# RECORDS FOR THIS EXERCISE
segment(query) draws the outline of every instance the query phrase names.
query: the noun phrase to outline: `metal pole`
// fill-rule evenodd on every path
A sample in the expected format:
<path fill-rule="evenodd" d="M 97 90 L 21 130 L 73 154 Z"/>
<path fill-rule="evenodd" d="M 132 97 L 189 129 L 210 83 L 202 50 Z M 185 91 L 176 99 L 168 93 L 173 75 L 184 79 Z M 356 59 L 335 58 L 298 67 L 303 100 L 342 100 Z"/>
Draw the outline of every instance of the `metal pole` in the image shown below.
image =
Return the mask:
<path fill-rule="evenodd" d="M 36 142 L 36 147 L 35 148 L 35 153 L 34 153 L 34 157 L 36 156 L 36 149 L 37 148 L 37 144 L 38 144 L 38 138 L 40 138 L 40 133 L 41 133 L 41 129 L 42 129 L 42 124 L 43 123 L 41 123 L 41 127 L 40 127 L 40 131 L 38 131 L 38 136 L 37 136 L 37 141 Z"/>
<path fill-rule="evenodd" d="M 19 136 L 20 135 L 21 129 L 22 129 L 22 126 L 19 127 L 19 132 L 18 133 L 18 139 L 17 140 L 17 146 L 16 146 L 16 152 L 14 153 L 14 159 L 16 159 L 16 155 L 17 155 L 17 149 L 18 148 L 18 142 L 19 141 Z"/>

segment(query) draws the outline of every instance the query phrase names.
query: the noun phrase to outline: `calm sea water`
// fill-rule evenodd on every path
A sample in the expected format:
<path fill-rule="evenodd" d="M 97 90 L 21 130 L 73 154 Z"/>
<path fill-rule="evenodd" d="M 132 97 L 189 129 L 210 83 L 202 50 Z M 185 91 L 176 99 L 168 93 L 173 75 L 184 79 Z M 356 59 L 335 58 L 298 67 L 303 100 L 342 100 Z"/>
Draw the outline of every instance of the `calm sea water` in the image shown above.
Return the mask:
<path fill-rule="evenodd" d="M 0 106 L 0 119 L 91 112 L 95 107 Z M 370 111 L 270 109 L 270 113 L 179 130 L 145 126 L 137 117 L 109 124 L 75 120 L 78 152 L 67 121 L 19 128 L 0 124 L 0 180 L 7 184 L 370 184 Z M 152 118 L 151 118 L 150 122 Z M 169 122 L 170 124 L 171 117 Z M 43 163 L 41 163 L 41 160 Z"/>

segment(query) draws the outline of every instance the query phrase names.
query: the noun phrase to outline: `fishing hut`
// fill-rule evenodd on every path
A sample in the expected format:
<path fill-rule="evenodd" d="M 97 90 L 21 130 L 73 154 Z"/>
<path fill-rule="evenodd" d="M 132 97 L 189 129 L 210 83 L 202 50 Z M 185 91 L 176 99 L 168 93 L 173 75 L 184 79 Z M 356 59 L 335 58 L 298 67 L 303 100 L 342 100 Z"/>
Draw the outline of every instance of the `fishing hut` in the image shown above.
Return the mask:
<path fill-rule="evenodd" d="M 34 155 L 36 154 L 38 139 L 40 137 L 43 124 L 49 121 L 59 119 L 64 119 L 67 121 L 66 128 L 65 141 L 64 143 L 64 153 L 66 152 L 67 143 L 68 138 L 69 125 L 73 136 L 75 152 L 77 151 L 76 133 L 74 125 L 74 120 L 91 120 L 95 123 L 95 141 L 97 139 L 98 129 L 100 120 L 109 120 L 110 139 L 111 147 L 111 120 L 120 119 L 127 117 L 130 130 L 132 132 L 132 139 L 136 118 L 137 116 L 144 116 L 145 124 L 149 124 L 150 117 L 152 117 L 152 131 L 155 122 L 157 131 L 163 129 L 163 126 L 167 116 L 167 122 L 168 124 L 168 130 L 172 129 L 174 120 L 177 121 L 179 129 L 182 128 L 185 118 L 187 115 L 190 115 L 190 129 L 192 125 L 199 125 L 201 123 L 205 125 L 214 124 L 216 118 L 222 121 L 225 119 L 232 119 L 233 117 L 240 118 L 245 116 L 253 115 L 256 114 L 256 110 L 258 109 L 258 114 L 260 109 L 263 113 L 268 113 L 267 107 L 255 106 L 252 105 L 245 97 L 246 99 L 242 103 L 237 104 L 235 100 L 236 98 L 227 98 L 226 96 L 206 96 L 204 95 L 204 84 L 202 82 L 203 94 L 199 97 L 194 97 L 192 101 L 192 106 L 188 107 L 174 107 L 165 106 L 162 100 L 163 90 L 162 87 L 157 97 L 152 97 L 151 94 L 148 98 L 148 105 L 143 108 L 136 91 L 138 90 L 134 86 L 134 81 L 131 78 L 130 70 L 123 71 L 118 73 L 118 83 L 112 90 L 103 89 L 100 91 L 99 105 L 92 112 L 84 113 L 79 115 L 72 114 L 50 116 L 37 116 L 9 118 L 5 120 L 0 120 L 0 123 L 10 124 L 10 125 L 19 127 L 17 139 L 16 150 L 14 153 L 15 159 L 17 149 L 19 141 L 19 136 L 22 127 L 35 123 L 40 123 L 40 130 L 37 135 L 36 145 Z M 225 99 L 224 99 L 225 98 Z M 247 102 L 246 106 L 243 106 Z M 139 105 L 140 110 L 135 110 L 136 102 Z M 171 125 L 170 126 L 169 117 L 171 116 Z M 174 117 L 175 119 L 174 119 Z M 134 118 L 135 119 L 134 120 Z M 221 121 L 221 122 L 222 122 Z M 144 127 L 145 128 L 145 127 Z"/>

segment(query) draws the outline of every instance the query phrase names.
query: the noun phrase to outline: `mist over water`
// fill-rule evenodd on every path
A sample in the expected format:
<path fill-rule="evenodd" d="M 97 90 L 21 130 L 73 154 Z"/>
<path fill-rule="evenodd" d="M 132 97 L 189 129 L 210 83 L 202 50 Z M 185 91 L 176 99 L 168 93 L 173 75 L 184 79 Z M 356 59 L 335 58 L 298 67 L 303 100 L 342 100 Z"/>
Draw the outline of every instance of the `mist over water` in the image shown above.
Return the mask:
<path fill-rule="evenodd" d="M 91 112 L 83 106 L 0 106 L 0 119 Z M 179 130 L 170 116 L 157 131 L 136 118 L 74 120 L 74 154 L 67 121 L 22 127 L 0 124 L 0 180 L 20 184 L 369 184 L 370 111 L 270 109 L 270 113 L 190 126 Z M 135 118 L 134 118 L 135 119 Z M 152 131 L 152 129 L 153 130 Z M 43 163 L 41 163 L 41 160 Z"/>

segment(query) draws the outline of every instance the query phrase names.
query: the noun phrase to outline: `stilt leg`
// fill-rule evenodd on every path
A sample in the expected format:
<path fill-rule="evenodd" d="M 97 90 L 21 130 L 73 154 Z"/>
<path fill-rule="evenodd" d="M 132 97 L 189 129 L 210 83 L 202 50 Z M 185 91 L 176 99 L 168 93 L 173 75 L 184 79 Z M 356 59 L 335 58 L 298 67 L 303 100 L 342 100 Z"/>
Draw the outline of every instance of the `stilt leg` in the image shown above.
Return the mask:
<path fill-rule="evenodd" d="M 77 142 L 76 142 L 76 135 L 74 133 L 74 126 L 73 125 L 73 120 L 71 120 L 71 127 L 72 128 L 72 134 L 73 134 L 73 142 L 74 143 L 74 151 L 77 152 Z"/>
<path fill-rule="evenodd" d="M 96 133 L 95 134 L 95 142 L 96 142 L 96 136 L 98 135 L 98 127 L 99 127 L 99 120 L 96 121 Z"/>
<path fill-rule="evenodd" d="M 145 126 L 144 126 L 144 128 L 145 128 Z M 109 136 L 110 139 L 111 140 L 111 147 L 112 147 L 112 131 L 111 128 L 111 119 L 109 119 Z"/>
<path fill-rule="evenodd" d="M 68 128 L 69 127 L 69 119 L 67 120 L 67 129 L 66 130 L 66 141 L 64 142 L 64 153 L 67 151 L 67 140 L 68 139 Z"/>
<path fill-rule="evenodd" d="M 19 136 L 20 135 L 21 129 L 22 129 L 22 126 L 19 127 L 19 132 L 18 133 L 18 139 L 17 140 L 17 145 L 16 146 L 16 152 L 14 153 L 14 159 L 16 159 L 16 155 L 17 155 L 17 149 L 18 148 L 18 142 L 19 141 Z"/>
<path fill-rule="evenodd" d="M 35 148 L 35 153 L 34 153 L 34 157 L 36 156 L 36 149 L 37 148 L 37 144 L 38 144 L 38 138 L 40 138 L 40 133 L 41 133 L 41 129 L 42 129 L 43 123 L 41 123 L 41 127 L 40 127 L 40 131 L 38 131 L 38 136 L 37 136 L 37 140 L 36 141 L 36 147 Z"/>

# WORK INSTRUCTIONS
Reproduce the rows verbatim, from the very first line down to the line containing "140 L 17 146", including that line.

# EXERCISE SOLUTION
segment(query) draws the outline of every instance the query phrase names.
query: the noun phrase to outline: `metal pole`
// fill-rule evenodd on every path
A sample in the expected format:
<path fill-rule="evenodd" d="M 97 90 L 21 130 L 73 154 Z"/>
<path fill-rule="evenodd" d="M 132 97 L 189 129 L 210 83 L 202 50 Z M 185 91 L 176 99 L 168 93 L 173 75 L 184 79 Z M 356 59 L 335 58 L 298 67 L 303 100 L 342 100 Z"/>
Draw the outline of every instance of the `metal pole` in the image shown below.
image =
Return the mask:
<path fill-rule="evenodd" d="M 36 142 L 36 147 L 35 148 L 35 153 L 34 153 L 34 157 L 36 156 L 36 149 L 37 148 L 37 144 L 38 144 L 38 138 L 40 138 L 40 133 L 41 133 L 41 129 L 42 129 L 42 124 L 43 123 L 41 123 L 41 127 L 40 127 L 40 131 L 38 131 L 38 136 L 37 136 L 37 141 Z"/>
<path fill-rule="evenodd" d="M 19 136 L 20 135 L 21 129 L 22 129 L 22 126 L 19 127 L 19 132 L 18 133 L 18 139 L 17 140 L 17 146 L 16 146 L 16 152 L 14 153 L 14 159 L 16 159 L 16 155 L 17 155 L 17 149 L 18 148 L 18 142 L 19 141 Z"/>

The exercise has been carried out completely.